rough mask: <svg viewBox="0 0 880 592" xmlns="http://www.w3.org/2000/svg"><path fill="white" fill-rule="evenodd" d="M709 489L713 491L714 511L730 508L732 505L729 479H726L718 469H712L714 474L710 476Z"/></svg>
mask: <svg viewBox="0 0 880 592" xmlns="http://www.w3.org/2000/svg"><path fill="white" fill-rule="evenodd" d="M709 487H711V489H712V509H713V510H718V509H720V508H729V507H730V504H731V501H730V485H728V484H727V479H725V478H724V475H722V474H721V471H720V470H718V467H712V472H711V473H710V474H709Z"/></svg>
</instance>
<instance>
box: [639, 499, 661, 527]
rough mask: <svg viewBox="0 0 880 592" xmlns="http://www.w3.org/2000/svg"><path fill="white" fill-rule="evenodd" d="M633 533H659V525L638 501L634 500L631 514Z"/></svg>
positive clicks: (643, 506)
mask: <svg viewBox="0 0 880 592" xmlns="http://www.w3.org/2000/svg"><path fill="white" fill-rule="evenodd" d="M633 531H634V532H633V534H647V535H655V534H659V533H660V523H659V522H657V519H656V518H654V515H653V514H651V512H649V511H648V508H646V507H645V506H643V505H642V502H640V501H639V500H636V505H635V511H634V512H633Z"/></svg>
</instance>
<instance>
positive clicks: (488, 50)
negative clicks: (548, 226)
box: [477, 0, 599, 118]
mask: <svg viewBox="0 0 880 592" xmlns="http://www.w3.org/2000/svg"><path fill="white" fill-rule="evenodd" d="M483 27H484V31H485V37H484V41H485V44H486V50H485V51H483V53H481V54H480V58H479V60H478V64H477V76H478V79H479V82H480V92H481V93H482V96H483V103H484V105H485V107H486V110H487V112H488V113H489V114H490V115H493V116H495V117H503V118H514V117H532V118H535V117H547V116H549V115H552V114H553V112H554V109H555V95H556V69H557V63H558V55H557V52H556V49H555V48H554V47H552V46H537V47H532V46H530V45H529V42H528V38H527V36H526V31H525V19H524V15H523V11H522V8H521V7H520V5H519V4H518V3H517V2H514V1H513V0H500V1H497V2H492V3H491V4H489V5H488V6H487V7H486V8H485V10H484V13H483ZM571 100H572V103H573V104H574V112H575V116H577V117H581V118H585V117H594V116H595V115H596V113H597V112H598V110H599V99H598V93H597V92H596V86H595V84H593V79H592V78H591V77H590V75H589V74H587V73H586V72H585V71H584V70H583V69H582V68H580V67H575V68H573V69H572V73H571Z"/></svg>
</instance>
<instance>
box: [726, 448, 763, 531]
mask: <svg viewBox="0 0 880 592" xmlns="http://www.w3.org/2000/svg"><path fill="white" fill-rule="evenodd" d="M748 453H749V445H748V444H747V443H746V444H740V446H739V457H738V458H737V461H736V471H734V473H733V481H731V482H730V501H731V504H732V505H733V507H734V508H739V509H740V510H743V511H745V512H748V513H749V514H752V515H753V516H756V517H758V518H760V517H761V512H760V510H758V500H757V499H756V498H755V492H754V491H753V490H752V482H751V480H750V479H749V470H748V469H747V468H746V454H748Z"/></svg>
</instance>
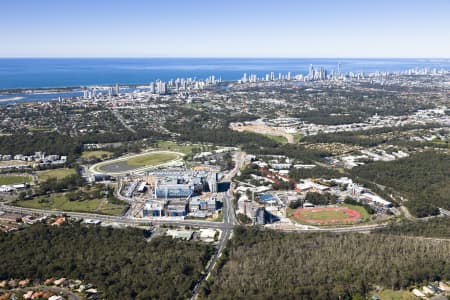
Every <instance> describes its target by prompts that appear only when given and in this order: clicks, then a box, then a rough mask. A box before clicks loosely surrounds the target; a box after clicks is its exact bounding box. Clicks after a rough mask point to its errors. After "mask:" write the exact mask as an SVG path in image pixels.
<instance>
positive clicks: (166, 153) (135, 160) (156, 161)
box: [127, 153, 178, 167]
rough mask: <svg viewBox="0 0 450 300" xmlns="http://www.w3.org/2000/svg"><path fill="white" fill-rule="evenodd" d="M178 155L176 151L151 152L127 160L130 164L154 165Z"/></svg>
mask: <svg viewBox="0 0 450 300" xmlns="http://www.w3.org/2000/svg"><path fill="white" fill-rule="evenodd" d="M177 157H178V155H176V154H175V153H149V154H144V155H139V156H135V157H132V158H130V159H128V160H127V164H128V165H130V166H142V167H145V166H152V165H159V164H162V163H165V162H168V161H171V160H174V159H176V158H177Z"/></svg>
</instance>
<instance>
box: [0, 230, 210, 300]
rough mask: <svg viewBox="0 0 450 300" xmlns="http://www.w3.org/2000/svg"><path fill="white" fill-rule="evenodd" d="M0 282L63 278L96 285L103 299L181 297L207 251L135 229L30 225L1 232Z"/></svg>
mask: <svg viewBox="0 0 450 300" xmlns="http://www.w3.org/2000/svg"><path fill="white" fill-rule="evenodd" d="M0 253H2V255H0V266H1V268H0V280H1V279H9V278H33V279H34V278H35V279H39V278H41V279H45V278H50V277H66V278H72V279H81V280H84V281H86V282H89V283H92V284H95V285H96V286H97V287H98V288H99V289H100V291H102V292H103V295H104V297H105V299H186V298H188V297H189V296H190V293H191V289H192V287H193V285H194V284H195V282H196V281H197V280H198V278H199V277H200V274H201V272H202V271H203V269H204V266H205V265H206V263H207V261H208V260H209V258H210V256H211V254H212V247H211V246H209V245H205V244H201V243H198V242H187V241H180V240H172V238H169V237H156V238H154V239H152V240H151V241H150V242H146V241H145V239H144V232H143V231H142V230H137V229H123V230H122V229H112V228H103V227H91V228H88V227H85V226H81V225H65V226H61V227H54V226H52V227H51V226H45V225H34V226H32V227H31V228H28V229H26V230H23V231H20V232H16V233H8V234H6V233H0Z"/></svg>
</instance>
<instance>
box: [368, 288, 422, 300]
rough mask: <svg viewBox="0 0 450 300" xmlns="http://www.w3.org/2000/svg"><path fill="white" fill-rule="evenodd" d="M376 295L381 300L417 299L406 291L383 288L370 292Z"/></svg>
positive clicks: (410, 293) (409, 299)
mask: <svg viewBox="0 0 450 300" xmlns="http://www.w3.org/2000/svg"><path fill="white" fill-rule="evenodd" d="M371 294H372V295H376V296H378V298H380V299H381V300H417V299H418V298H417V297H416V296H414V295H413V294H412V293H411V292H408V291H393V290H383V291H381V292H375V293H371Z"/></svg>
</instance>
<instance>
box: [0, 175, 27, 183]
mask: <svg viewBox="0 0 450 300" xmlns="http://www.w3.org/2000/svg"><path fill="white" fill-rule="evenodd" d="M32 180H33V178H32V177H31V176H30V175H0V185H10V184H19V183H30V182H31V181H32Z"/></svg>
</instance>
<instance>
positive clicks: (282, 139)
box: [265, 134, 287, 144]
mask: <svg viewBox="0 0 450 300" xmlns="http://www.w3.org/2000/svg"><path fill="white" fill-rule="evenodd" d="M265 136H266V137H268V138H269V139H271V140H274V141H275V142H277V143H280V144H285V143H287V138H286V137H284V136H282V135H271V134H265Z"/></svg>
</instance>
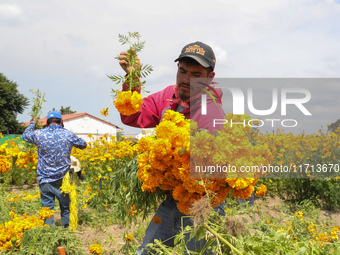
◇ ◇ ◇ ◇ ◇
WHAT THIS TASK INVOLVES ▸ For each entry, repeat its text exactly and leave out any picture it holds.

FINISHED TASK ▸
rough mask: <svg viewBox="0 0 880 592" xmlns="http://www.w3.org/2000/svg"><path fill="white" fill-rule="evenodd" d="M709 489L713 491L714 511L730 508L732 505L729 479H726L718 469H712L714 474L710 476Z"/></svg>
mask: <svg viewBox="0 0 880 592" xmlns="http://www.w3.org/2000/svg"><path fill="white" fill-rule="evenodd" d="M709 487H711V489H712V509H713V510H718V509H720V508H729V507H730V504H731V501H730V485H728V484H727V479H725V478H724V475H722V474H721V471H720V470H718V467H712V472H711V473H710V474H709Z"/></svg>
</instance>
<instance>
box: [639, 499, 661, 527]
rough mask: <svg viewBox="0 0 880 592" xmlns="http://www.w3.org/2000/svg"><path fill="white" fill-rule="evenodd" d="M633 533H659V525L638 501L634 500L631 514Z"/></svg>
positive clicks: (643, 506)
mask: <svg viewBox="0 0 880 592" xmlns="http://www.w3.org/2000/svg"><path fill="white" fill-rule="evenodd" d="M633 531H634V532H633V534H647V535H655V534H659V533H660V523H659V522H657V519H656V518H654V515H653V514H651V512H649V511H648V508H646V507H645V506H643V505H642V502H640V501H639V500H636V505H635V511H634V512H633Z"/></svg>
</instance>
<instance>
positive clicks: (488, 50)
negative clicks: (548, 226)
box: [477, 0, 599, 118]
mask: <svg viewBox="0 0 880 592" xmlns="http://www.w3.org/2000/svg"><path fill="white" fill-rule="evenodd" d="M483 27H484V31H485V37H484V41H485V44H486V50H485V51H483V53H481V54H480V58H479V60H478V64H477V76H478V79H479V82H480V92H481V93H482V96H483V103H484V105H485V107H486V110H487V112H488V113H489V114H490V115H493V116H495V117H503V118H514V117H532V118H535V117H547V116H549V115H552V114H553V112H554V109H555V95H556V69H557V63H558V55H557V52H556V49H555V48H554V47H552V46H537V47H532V46H530V45H529V42H528V38H527V36H526V31H525V19H524V15H523V11H522V8H521V7H520V5H519V4H518V3H517V2H514V1H513V0H500V1H497V2H492V3H491V4H489V5H488V6H487V7H486V8H485V10H484V13H483ZM571 100H572V103H573V104H574V112H575V116H577V117H581V118H585V117H594V116H595V115H596V113H597V112H598V110H599V99H598V93H597V92H596V86H595V84H593V79H592V78H591V77H590V75H589V74H587V73H586V72H585V71H584V70H583V69H582V68H580V67H575V68H573V69H572V73H571Z"/></svg>
</instance>
<instance>
box: [726, 448, 763, 531]
mask: <svg viewBox="0 0 880 592" xmlns="http://www.w3.org/2000/svg"><path fill="white" fill-rule="evenodd" d="M748 453H749V445H748V444H747V443H746V444H740V446H739V457H738V458H737V461H736V471H734V473H733V481H731V482H730V501H731V504H732V505H733V507H734V508H739V509H740V510H743V511H745V512H748V513H749V514H752V515H753V516H756V517H758V518H760V517H761V512H760V510H758V500H757V499H756V498H755V492H754V491H753V490H752V482H751V480H750V479H749V470H748V469H747V468H746V454H748Z"/></svg>
</instance>
Every <instance> describes its target by prompts that appear only when given and in this order: clicks, then a box, then a rough mask. A box before clicks loosely surrounds the target; a box after clicks is its exact bounding box. Clicks after a rough mask point to its errors. After "mask:" write the exact mask as an SVG path in image pixels.
<instance>
positive clicks: (166, 153) (135, 160) (156, 161)
box: [127, 153, 178, 167]
rough mask: <svg viewBox="0 0 450 300" xmlns="http://www.w3.org/2000/svg"><path fill="white" fill-rule="evenodd" d="M178 155L176 151L151 152L127 160L130 164L154 165Z"/></svg>
mask: <svg viewBox="0 0 450 300" xmlns="http://www.w3.org/2000/svg"><path fill="white" fill-rule="evenodd" d="M177 157H178V155H176V154H175V153H149V154H144V155H139V156H135V157H132V158H130V159H128V160H127V164H128V165H130V166H142V167H145V166H152V165H159V164H162V163H165V162H168V161H171V160H174V159H176V158H177Z"/></svg>
</instance>
<instance>
box: [0, 230, 210, 300]
rough mask: <svg viewBox="0 0 450 300" xmlns="http://www.w3.org/2000/svg"><path fill="white" fill-rule="evenodd" d="M0 282L63 278L96 285L103 299L181 297L207 251L135 229L30 225L1 232Z"/></svg>
mask: <svg viewBox="0 0 450 300" xmlns="http://www.w3.org/2000/svg"><path fill="white" fill-rule="evenodd" d="M0 253H2V255H0V266H1V268H0V280H1V279H9V278H33V279H34V278H35V279H39V278H41V279H45V278H50V277H66V278H72V279H81V280H84V281H86V282H89V283H92V284H95V285H96V286H97V287H98V288H99V289H100V291H102V292H103V295H104V297H105V299H186V298H188V297H189V296H190V293H191V289H192V287H193V285H194V284H195V282H196V281H197V280H198V278H199V277H200V274H201V272H202V271H203V269H204V266H205V265H206V263H207V261H208V260H209V258H210V256H211V254H212V247H211V246H209V245H205V244H201V243H198V242H187V241H180V240H172V238H169V237H156V238H154V239H152V240H151V241H150V242H146V241H145V239H144V232H143V231H142V230H137V229H123V230H122V229H112V228H103V227H91V228H88V227H85V226H81V225H65V226H61V227H54V226H52V227H51V226H45V225H34V226H32V227H31V228H28V229H26V230H23V231H20V232H16V233H8V234H6V233H0Z"/></svg>
</instance>
<instance>
box: [368, 288, 422, 300]
rough mask: <svg viewBox="0 0 450 300" xmlns="http://www.w3.org/2000/svg"><path fill="white" fill-rule="evenodd" d="M376 295L381 300L417 299L406 291L383 288L370 292Z"/></svg>
positive clicks: (410, 293) (409, 299)
mask: <svg viewBox="0 0 450 300" xmlns="http://www.w3.org/2000/svg"><path fill="white" fill-rule="evenodd" d="M371 294H372V295H376V296H378V298H380V299H381V300H417V299H418V298H417V297H416V296H414V295H413V294H412V293H411V292H408V291H393V290H383V291H381V292H375V293H371Z"/></svg>
</instance>
<instance>
box: [0, 175, 27, 183]
mask: <svg viewBox="0 0 450 300" xmlns="http://www.w3.org/2000/svg"><path fill="white" fill-rule="evenodd" d="M32 180H33V178H32V177H31V176H30V175H0V185H10V184H19V183H30V182H31V181H32Z"/></svg>
</instance>
<instance>
positive clicks: (282, 139)
box: [265, 134, 287, 144]
mask: <svg viewBox="0 0 450 300" xmlns="http://www.w3.org/2000/svg"><path fill="white" fill-rule="evenodd" d="M265 136H266V137H268V138H269V139H271V140H274V141H275V142H277V143H280V144H285V143H287V138H286V137H284V136H282V135H271V134H265Z"/></svg>
</instance>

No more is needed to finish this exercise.